• **What the exercise asks**: Without including any pictures, give back all of the data exactly.

Data records

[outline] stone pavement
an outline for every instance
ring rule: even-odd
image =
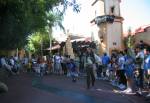
[[[21,74],[10,77],[7,84],[9,92],[0,94],[0,103],[146,103],[143,97],[114,92],[116,88],[101,80],[90,90],[84,78],[73,83],[55,75]]]

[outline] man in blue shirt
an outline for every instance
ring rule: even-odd
[[[110,58],[107,55],[107,53],[104,53],[104,55],[102,56],[102,65],[103,65],[103,69],[102,69],[102,73],[103,73],[103,77],[106,77],[106,70],[107,70],[107,66],[110,62]]]

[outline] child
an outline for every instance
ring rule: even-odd
[[[76,82],[76,78],[78,77],[77,68],[73,59],[70,59],[70,63],[68,64],[70,75],[72,77],[72,82]]]
[[[117,80],[118,78],[116,76],[116,67],[117,65],[114,61],[111,61],[108,64],[109,80],[113,86],[118,86],[118,80]]]

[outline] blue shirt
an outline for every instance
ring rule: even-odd
[[[147,58],[145,59],[144,68],[150,69],[150,55],[148,55]]]
[[[108,64],[109,64],[109,61],[110,61],[109,56],[103,56],[103,57],[102,57],[102,64],[103,64],[103,65],[108,65]]]
[[[135,68],[134,59],[131,56],[125,56],[125,69],[133,70]]]
[[[76,71],[76,65],[75,65],[75,63],[73,63],[73,62],[69,63],[68,67],[71,70],[71,72],[75,72]]]

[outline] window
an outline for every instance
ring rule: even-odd
[[[113,45],[117,45],[117,43],[116,43],[116,42],[113,42]]]
[[[110,8],[110,10],[111,10],[111,14],[114,14],[115,6],[112,6],[112,7]]]

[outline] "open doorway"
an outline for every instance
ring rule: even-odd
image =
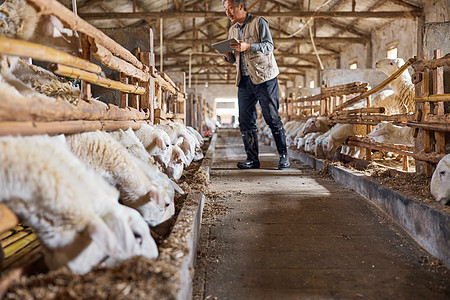
[[[216,98],[217,121],[221,127],[238,126],[238,102],[237,98]]]

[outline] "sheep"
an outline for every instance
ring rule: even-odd
[[[21,97],[40,96],[30,84],[26,84],[13,74],[13,70],[17,67],[20,58],[16,56],[0,55],[0,83],[2,86],[1,93],[4,95],[14,95]],[[42,96],[49,101],[55,99]]]
[[[143,124],[141,128],[134,132],[141,141],[147,152],[157,158],[162,167],[167,167],[172,151],[169,135],[162,129],[156,129],[148,124]]]
[[[414,129],[411,127],[396,126],[383,121],[378,123],[367,136],[370,140],[378,143],[413,147],[415,145],[413,134]]]
[[[66,140],[76,156],[117,187],[122,204],[137,209],[150,226],[162,222],[158,216],[161,213],[166,215],[162,211],[166,200],[163,196],[160,197],[160,187],[157,182],[150,181],[125,147],[102,131],[68,135]],[[144,168],[148,168],[148,165]],[[150,202],[155,202],[156,205]],[[159,207],[159,211],[149,209],[155,207]],[[168,213],[171,212],[172,208],[168,207]]]
[[[327,132],[325,132],[324,134],[322,134],[321,136],[316,138],[315,141],[315,149],[314,149],[314,154],[317,157],[323,157],[325,155],[324,151],[323,151],[323,146],[322,146],[322,142],[323,140],[328,137],[331,134],[331,130],[328,130]]]
[[[286,133],[286,145],[289,147],[295,142],[295,137],[299,132],[303,130],[305,123],[295,122],[295,126],[291,127],[288,133]]]
[[[385,115],[395,115],[401,113],[401,107],[396,102],[396,95],[393,90],[381,91],[372,100],[373,107],[384,107]]]
[[[177,145],[170,145],[170,151],[172,153],[171,159],[164,170],[170,178],[178,180],[183,174],[183,166],[186,165],[188,161],[183,150]]]
[[[45,149],[45,151],[43,151]],[[134,255],[155,258],[139,213],[74,156],[64,138],[0,138],[0,202],[33,227],[50,269],[86,273]]]
[[[133,203],[131,206],[141,213],[150,226],[156,226],[172,217],[175,213],[174,191],[184,194],[183,190],[158,169],[131,128],[110,132],[109,135],[128,150],[135,158],[135,163],[153,183],[150,198],[155,201]]]
[[[297,144],[297,149],[298,149],[298,150],[303,150],[303,149],[305,148],[306,140],[307,140],[312,134],[313,134],[312,132],[311,132],[311,133],[308,133],[308,134],[306,134],[304,137],[298,139],[298,144]]]
[[[50,98],[61,98],[74,105],[80,99],[81,90],[71,82],[66,81],[39,66],[28,64],[25,60],[19,59],[12,74],[30,85],[36,92],[44,94]]]
[[[316,138],[322,135],[322,132],[312,132],[311,135],[305,140],[305,152],[314,152],[316,148]]]
[[[327,132],[330,130],[331,124],[330,120],[326,117],[313,117],[309,118],[305,126],[303,127],[303,134],[310,132]]]
[[[401,66],[405,64],[402,58],[385,58],[375,64],[375,68],[387,76],[394,74]],[[411,81],[411,75],[405,70],[397,79],[391,82],[390,86],[396,96],[396,105],[400,110],[406,110],[407,113],[414,112],[415,109],[415,88]]]
[[[437,164],[431,177],[430,190],[436,201],[444,205],[450,201],[450,154],[444,156]]]
[[[305,123],[298,129],[297,135],[294,137],[294,145],[298,145],[299,139],[303,138],[305,134],[303,133],[303,128],[305,128]]]
[[[9,84],[17,91],[15,95],[39,96],[51,101],[61,98],[72,104],[76,104],[80,99],[79,88],[16,56],[0,55],[0,77],[2,82]],[[9,90],[12,91],[12,89]]]
[[[6,0],[0,5],[0,35],[29,40],[40,13],[26,0]]]
[[[330,134],[322,141],[322,145],[327,147],[327,151],[336,150],[347,138],[355,135],[353,124],[338,123],[330,129]]]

• **Output**:
[outline] stone pavement
an outline for every instance
ring rule: even-odd
image =
[[[21,74],[10,77],[7,84],[9,92],[0,94],[0,103],[146,103],[143,97],[114,92],[116,88],[101,80],[90,90],[84,78],[73,83],[55,75]]]

[outline] man in blue shirt
an outline for every instance
ring rule: even-odd
[[[110,58],[107,55],[107,53],[104,53],[104,55],[102,56],[102,65],[103,65],[103,69],[102,69],[102,73],[103,73],[103,77],[106,77],[106,70],[107,70],[107,66],[110,62]]]

[outline] child
an outline for every instance
ring rule: even-odd
[[[76,82],[76,78],[78,77],[77,68],[73,59],[70,59],[70,63],[68,64],[70,75],[72,77],[72,82]]]
[[[117,80],[118,78],[116,76],[116,67],[117,65],[114,61],[111,61],[108,64],[109,80],[113,86],[118,86],[118,80]]]

[outline] blue shirt
an outline for every instance
ring rule: even-odd
[[[147,58],[145,59],[144,68],[150,69],[150,55],[148,55]]]
[[[108,64],[109,64],[109,61],[110,61],[109,56],[103,56],[103,57],[102,57],[102,64],[103,64],[103,65],[108,65]]]
[[[135,68],[134,59],[131,56],[125,56],[125,69],[133,70]]]
[[[76,71],[76,65],[75,65],[75,63],[73,63],[73,62],[69,63],[68,67],[71,70],[71,72],[75,72]]]

[outline] window
an outline for every instance
ring rule: even-odd
[[[113,45],[117,45],[117,43],[116,43],[116,42],[113,42]]]
[[[110,8],[110,10],[111,10],[111,14],[114,14],[115,6],[112,6],[112,7]]]

[outline] "open doorway"
an outline for every instance
ring rule: even-odd
image =
[[[216,98],[217,121],[221,127],[238,126],[238,102],[237,98]]]

[outline] "sheep"
an outline for every instance
ring rule: even-odd
[[[21,97],[40,96],[30,84],[26,84],[13,74],[13,70],[17,67],[20,58],[16,56],[0,55],[0,83],[2,86],[1,93],[4,95],[14,95]],[[42,96],[49,101],[55,99]]]
[[[143,124],[141,128],[134,132],[141,141],[147,152],[157,158],[162,167],[167,167],[172,151],[169,135],[162,129],[156,129],[148,124]]]
[[[414,129],[411,127],[396,126],[383,121],[378,123],[367,136],[370,140],[378,143],[413,147],[415,145],[413,134]]]
[[[66,140],[76,156],[117,187],[122,204],[137,209],[150,226],[162,222],[158,216],[161,213],[166,215],[162,211],[166,200],[163,196],[160,197],[160,187],[157,182],[150,181],[125,147],[102,131],[68,135]],[[144,168],[148,168],[148,165]],[[150,202],[155,202],[156,205]],[[159,207],[159,211],[149,209],[155,207]],[[168,213],[171,212],[172,208],[168,207]]]
[[[327,132],[325,132],[324,134],[322,134],[321,136],[316,138],[315,141],[315,149],[314,149],[314,154],[317,157],[323,157],[325,155],[324,151],[323,151],[323,146],[322,146],[322,142],[323,140],[328,137],[331,134],[331,130],[328,130]]]
[[[286,133],[286,145],[289,147],[295,142],[295,137],[299,132],[303,130],[305,123],[295,122],[295,126],[291,127],[288,133]]]
[[[385,115],[395,115],[401,113],[401,107],[396,102],[396,95],[393,90],[381,91],[372,100],[373,107],[384,107]]]
[[[177,145],[170,145],[170,151],[172,153],[171,159],[164,170],[170,178],[178,180],[183,174],[183,166],[186,165],[188,161],[183,150]]]
[[[45,149],[45,151],[43,151]],[[134,255],[155,258],[139,213],[74,156],[64,138],[0,138],[0,202],[33,227],[50,269],[86,273]]]
[[[133,203],[131,206],[141,213],[150,226],[156,226],[172,217],[175,213],[174,191],[184,194],[183,190],[158,169],[131,128],[110,132],[109,135],[128,150],[135,158],[135,163],[153,183],[150,198],[155,201]]]
[[[297,144],[297,149],[298,149],[298,150],[303,150],[303,149],[305,148],[306,140],[307,140],[312,134],[313,134],[312,132],[311,132],[311,133],[308,133],[308,134],[306,134],[304,137],[298,139],[298,144]]]
[[[50,98],[61,98],[74,105],[80,99],[81,90],[71,82],[66,81],[39,66],[28,64],[25,60],[19,59],[12,74],[30,85],[36,92],[44,94]]]
[[[316,138],[322,135],[322,132],[312,132],[311,135],[305,140],[305,152],[314,152],[316,148]]]
[[[327,132],[330,130],[331,124],[330,120],[326,117],[313,117],[309,118],[305,126],[303,127],[303,134],[310,132]]]
[[[401,66],[405,64],[402,58],[385,58],[375,64],[375,68],[387,76],[394,74]],[[411,81],[411,75],[405,70],[397,79],[391,82],[390,86],[396,96],[396,105],[400,110],[406,110],[407,113],[414,112],[415,109],[415,88]]]
[[[437,164],[431,177],[430,190],[436,201],[444,205],[450,201],[450,154],[444,156]]]
[[[305,123],[298,129],[297,135],[294,137],[294,145],[298,145],[299,139],[303,138],[305,134],[303,133],[303,128],[305,128]]]
[[[9,84],[17,91],[15,95],[39,96],[51,101],[61,98],[72,104],[76,104],[80,99],[79,88],[16,56],[0,55],[0,77],[2,82]],[[9,90],[12,91],[12,89]]]
[[[6,0],[0,5],[0,35],[29,40],[40,13],[26,0]]]
[[[330,134],[322,141],[322,145],[327,147],[327,151],[336,150],[347,138],[355,135],[353,124],[338,123],[330,129]]]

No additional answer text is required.